Required task: Retype nothing but the lines running from the line that contains "Where can the green foliage" to the last line, both ends included, and skip every image.

--- begin Given entries ---

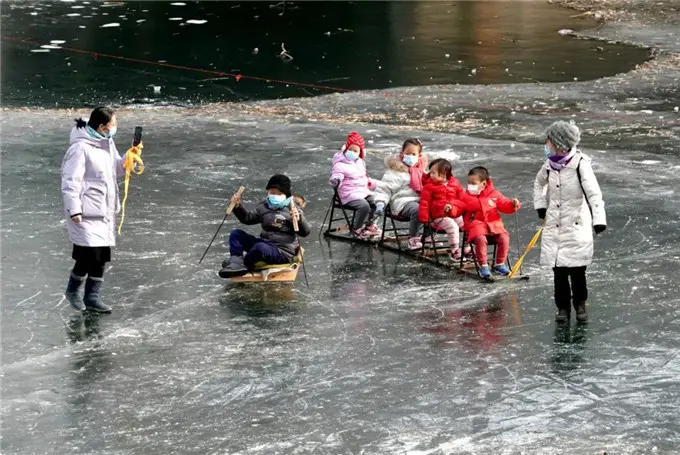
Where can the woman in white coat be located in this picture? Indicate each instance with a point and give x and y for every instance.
(572, 207)
(89, 189)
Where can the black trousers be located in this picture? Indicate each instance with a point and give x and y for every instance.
(565, 293)
(90, 260)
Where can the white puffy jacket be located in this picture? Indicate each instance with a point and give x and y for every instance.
(568, 233)
(394, 187)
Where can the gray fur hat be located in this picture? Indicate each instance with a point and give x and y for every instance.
(563, 135)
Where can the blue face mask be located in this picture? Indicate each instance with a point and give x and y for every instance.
(277, 201)
(410, 160)
(352, 156)
(546, 151)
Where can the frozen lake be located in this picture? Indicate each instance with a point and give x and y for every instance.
(379, 355)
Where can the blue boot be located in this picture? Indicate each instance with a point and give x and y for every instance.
(72, 294)
(93, 287)
(502, 269)
(485, 271)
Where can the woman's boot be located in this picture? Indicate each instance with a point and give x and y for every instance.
(72, 294)
(93, 287)
(581, 312)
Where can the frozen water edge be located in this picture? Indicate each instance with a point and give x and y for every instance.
(380, 354)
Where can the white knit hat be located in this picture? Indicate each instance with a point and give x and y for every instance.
(563, 135)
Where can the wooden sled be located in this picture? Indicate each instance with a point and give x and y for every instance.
(272, 273)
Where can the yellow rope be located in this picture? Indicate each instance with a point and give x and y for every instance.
(526, 251)
(133, 164)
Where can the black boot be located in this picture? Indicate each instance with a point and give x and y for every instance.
(563, 315)
(581, 312)
(72, 294)
(93, 287)
(235, 267)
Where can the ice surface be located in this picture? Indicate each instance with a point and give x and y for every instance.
(379, 355)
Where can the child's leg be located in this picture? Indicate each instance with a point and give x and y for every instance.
(579, 288)
(362, 208)
(371, 204)
(451, 228)
(410, 211)
(264, 252)
(502, 247)
(481, 243)
(562, 288)
(240, 241)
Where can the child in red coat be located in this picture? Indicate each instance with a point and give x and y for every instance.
(440, 190)
(481, 203)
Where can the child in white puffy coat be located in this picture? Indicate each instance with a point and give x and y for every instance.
(401, 186)
(572, 207)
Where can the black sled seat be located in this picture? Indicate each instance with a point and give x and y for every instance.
(400, 233)
(337, 213)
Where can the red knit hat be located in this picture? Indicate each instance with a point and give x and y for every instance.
(355, 138)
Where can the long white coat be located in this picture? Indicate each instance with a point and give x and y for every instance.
(89, 185)
(568, 233)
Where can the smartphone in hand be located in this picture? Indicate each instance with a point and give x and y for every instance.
(138, 136)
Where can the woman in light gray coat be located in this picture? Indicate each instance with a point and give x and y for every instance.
(89, 188)
(572, 207)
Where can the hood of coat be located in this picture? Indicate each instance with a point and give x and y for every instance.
(394, 163)
(80, 135)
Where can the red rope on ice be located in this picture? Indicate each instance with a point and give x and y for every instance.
(238, 77)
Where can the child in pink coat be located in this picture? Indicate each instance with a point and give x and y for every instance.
(349, 178)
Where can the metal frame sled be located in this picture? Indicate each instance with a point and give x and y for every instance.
(272, 273)
(341, 232)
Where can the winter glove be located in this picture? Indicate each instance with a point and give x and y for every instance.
(380, 209)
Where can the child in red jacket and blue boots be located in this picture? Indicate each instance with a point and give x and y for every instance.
(482, 203)
(440, 190)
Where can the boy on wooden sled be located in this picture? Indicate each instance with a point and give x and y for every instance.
(278, 243)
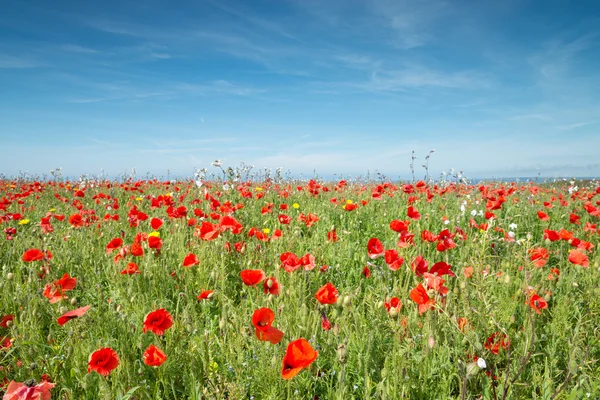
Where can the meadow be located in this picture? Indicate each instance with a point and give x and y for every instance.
(147, 289)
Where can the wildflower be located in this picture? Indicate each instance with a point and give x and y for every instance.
(262, 319)
(131, 269)
(327, 294)
(375, 248)
(190, 260)
(537, 303)
(153, 356)
(299, 355)
(103, 361)
(158, 321)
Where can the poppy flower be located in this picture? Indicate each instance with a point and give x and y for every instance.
(114, 244)
(298, 355)
(5, 320)
(252, 277)
(419, 295)
(289, 261)
(205, 295)
(413, 213)
(156, 223)
(537, 303)
(76, 220)
(33, 255)
(54, 292)
(158, 321)
(375, 248)
(28, 390)
(539, 256)
(262, 319)
(131, 269)
(578, 257)
(190, 260)
(103, 361)
(327, 294)
(271, 286)
(153, 356)
(69, 315)
(154, 242)
(394, 304)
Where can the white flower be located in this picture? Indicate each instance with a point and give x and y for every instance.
(481, 363)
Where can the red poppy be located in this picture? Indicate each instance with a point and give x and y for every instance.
(205, 295)
(156, 223)
(207, 231)
(158, 321)
(154, 242)
(252, 277)
(131, 269)
(578, 257)
(537, 303)
(327, 294)
(76, 220)
(262, 319)
(114, 244)
(33, 255)
(539, 256)
(153, 356)
(299, 355)
(419, 295)
(271, 286)
(190, 260)
(103, 361)
(413, 213)
(393, 260)
(5, 320)
(290, 261)
(27, 391)
(66, 317)
(394, 303)
(399, 226)
(375, 248)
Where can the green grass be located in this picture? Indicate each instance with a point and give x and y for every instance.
(212, 349)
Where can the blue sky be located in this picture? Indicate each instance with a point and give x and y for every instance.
(498, 88)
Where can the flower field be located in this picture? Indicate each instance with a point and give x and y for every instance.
(146, 289)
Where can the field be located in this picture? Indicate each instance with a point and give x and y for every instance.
(146, 289)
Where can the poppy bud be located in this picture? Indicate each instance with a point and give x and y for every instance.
(341, 353)
(347, 301)
(431, 342)
(472, 369)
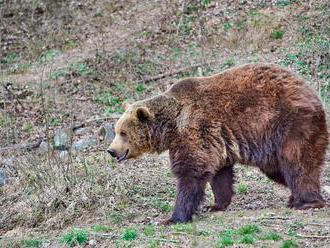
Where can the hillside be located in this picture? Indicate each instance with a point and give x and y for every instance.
(67, 67)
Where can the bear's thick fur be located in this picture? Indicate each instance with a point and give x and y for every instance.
(257, 114)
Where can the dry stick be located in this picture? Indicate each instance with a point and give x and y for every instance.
(171, 73)
(27, 146)
(313, 236)
(12, 94)
(36, 144)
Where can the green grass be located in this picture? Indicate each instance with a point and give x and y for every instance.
(271, 236)
(224, 241)
(242, 189)
(186, 228)
(247, 239)
(161, 205)
(9, 59)
(74, 237)
(49, 55)
(277, 34)
(149, 230)
(130, 234)
(31, 242)
(101, 228)
(289, 244)
(249, 229)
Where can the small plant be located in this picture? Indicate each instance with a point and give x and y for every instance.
(31, 242)
(54, 121)
(227, 25)
(163, 206)
(74, 237)
(224, 241)
(149, 230)
(101, 228)
(9, 59)
(277, 34)
(249, 229)
(27, 127)
(271, 236)
(54, 75)
(186, 228)
(247, 239)
(49, 55)
(289, 244)
(140, 88)
(130, 234)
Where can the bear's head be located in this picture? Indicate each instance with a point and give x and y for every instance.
(132, 133)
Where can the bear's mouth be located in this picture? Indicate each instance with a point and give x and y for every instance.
(123, 157)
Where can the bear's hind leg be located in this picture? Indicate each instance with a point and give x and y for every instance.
(303, 179)
(222, 187)
(189, 197)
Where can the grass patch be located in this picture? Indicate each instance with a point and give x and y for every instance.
(289, 244)
(277, 34)
(247, 239)
(130, 234)
(271, 236)
(101, 228)
(74, 237)
(249, 229)
(161, 205)
(224, 241)
(149, 230)
(31, 242)
(9, 59)
(242, 189)
(186, 228)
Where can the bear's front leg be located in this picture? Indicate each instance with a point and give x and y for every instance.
(189, 197)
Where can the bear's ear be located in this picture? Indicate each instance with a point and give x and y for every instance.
(143, 114)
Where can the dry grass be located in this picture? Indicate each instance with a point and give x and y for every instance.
(90, 56)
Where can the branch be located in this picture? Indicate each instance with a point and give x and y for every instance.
(5, 86)
(88, 122)
(171, 73)
(26, 146)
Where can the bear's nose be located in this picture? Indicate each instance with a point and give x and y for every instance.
(112, 153)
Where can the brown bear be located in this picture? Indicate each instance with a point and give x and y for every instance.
(256, 114)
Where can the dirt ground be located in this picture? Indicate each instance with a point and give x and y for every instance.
(71, 64)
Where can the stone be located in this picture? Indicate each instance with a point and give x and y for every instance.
(107, 133)
(84, 143)
(3, 178)
(327, 189)
(63, 139)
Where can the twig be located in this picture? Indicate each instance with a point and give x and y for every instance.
(171, 73)
(27, 146)
(105, 235)
(84, 124)
(5, 86)
(313, 236)
(163, 240)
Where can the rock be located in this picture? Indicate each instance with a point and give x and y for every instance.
(43, 146)
(84, 143)
(92, 242)
(64, 156)
(106, 133)
(63, 139)
(327, 189)
(3, 178)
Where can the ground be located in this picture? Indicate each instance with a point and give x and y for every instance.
(69, 63)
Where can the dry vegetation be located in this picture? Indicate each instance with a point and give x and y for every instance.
(66, 62)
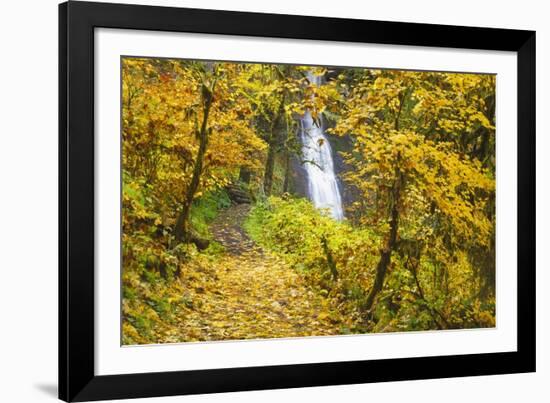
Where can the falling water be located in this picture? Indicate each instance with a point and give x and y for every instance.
(322, 185)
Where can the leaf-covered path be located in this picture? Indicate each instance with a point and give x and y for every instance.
(255, 294)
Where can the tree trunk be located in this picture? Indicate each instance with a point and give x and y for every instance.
(330, 259)
(391, 241)
(182, 232)
(269, 167)
(286, 183)
(274, 141)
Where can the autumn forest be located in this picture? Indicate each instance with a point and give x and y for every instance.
(267, 200)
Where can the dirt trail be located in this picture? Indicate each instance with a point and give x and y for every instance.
(255, 295)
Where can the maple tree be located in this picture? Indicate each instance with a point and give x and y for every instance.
(218, 242)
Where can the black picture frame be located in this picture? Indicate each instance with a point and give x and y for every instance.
(77, 379)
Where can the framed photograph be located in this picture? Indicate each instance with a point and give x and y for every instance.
(256, 201)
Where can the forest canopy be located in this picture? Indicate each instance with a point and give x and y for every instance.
(267, 200)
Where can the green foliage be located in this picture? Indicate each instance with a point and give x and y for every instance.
(416, 252)
(206, 208)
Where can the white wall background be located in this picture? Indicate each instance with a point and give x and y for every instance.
(28, 199)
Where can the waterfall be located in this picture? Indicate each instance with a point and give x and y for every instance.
(322, 184)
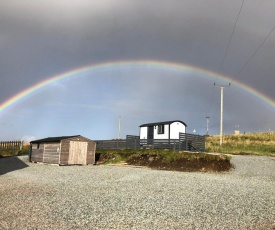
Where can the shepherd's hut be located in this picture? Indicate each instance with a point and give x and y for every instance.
(64, 150)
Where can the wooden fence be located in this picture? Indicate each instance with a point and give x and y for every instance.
(186, 142)
(11, 145)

--- end Given entries ---

Exercise solution:
Where can the green foliage be located in this picture? Indicate each instance with a point and give x and y for every instance.
(416, 252)
(206, 208)
Where can the white wall background be located in this picture? Indicate each instance with a point and give x and y for every instance.
(28, 199)
Where can the waterfall be located in this picture? Indicate each instance with a point and give x and y for every instance.
(322, 184)
Where can the shepherd's hut be located in this picture? Indicate each instance with a point and give x and y for every instance.
(64, 150)
Where can the wooden fence be located in this picture? Indicate each instance with a point and give x and y for every instance.
(186, 142)
(11, 145)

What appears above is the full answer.